Top of Data for this task

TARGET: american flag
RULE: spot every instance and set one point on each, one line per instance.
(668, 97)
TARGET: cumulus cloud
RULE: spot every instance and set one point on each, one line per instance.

Bottom of Data for this task

- _How to complete this task_
Among the lines above, the ones holding the word "TARGET" must be counted; only that count is to be given.

- _Exercise solution_
2